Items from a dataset
○ ○ ○ ○ ○
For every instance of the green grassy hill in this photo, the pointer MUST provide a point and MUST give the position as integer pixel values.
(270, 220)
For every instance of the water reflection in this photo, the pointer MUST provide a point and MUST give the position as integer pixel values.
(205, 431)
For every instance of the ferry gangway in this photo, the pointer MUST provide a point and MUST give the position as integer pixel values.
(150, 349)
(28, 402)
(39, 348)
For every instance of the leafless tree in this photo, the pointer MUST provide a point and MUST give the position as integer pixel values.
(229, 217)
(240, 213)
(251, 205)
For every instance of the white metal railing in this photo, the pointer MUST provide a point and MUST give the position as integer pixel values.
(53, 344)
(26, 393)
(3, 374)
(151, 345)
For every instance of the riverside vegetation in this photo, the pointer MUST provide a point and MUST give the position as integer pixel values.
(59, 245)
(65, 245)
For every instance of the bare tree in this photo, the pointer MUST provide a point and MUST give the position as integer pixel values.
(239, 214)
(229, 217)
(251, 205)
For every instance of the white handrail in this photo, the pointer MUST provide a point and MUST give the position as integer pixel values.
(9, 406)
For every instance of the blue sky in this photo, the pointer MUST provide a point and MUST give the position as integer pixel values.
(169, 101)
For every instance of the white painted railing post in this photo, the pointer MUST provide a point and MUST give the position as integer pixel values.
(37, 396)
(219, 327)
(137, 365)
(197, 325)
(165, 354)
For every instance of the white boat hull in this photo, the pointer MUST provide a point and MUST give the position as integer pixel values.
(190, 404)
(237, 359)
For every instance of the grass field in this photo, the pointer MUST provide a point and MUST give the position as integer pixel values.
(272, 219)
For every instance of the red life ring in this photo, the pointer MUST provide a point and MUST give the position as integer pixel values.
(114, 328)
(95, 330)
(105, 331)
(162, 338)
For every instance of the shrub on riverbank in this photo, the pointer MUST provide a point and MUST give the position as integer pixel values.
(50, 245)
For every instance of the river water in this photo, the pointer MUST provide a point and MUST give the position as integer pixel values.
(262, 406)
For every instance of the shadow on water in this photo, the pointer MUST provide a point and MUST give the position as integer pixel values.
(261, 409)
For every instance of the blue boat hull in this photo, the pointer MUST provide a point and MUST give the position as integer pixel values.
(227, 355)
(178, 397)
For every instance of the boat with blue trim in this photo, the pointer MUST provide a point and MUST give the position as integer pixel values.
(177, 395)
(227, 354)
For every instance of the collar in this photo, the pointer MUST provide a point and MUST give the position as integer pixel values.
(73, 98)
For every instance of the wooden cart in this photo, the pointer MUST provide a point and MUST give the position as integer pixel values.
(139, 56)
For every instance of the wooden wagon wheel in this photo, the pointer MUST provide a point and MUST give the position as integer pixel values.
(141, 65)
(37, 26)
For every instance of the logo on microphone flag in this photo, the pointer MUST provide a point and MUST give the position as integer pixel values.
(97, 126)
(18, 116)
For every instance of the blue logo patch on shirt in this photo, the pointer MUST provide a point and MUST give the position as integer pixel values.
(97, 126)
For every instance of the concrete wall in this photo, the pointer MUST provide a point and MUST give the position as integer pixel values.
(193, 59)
○ ○ ○ ○ ○
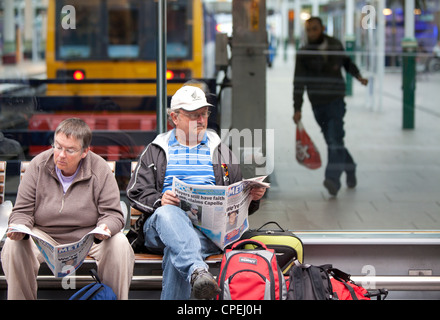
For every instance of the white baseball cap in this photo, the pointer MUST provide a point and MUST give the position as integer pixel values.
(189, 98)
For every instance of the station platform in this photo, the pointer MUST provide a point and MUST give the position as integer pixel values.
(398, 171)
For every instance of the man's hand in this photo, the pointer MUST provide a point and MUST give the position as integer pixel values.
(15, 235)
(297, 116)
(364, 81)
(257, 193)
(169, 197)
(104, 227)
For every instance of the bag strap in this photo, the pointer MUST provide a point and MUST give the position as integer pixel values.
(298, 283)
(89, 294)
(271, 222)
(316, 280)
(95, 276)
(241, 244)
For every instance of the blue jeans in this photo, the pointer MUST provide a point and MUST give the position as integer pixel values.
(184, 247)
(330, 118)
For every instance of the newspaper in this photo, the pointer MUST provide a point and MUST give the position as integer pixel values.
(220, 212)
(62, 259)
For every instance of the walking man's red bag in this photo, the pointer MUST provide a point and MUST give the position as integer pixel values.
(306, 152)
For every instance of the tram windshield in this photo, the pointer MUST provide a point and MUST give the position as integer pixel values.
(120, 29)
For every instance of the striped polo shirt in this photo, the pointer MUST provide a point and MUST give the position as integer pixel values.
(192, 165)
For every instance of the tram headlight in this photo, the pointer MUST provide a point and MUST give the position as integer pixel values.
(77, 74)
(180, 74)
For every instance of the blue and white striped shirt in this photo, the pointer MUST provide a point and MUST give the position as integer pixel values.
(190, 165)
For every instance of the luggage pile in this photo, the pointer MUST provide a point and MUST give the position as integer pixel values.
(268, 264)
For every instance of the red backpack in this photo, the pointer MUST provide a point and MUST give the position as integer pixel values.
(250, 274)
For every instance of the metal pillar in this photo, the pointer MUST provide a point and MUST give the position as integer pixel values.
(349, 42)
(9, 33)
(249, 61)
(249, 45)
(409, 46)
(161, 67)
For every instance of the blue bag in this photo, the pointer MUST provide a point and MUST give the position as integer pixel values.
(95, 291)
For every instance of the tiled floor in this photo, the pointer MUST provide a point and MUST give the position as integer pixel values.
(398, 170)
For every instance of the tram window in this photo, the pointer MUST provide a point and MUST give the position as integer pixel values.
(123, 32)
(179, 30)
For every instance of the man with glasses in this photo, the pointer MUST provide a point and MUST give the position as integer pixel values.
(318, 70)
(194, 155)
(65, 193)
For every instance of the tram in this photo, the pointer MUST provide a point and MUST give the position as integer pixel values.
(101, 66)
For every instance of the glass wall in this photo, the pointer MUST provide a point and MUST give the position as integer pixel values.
○ ○ ○ ○ ○
Exercise instructions ▸ Your reply is to repeat, unchanged, the lines above running from the one with "For every instance of the tram in" up to and including the one with "For every instance of the glass".

Reply ▸
For every instance of the tram in this photo, the pointer MUST provide a point and MUST give the position as integer pixel values.
(101, 66)
For every instance of the glass wall in this photo, the pointer MUST provide a point and MUST give the position as integer pixel values.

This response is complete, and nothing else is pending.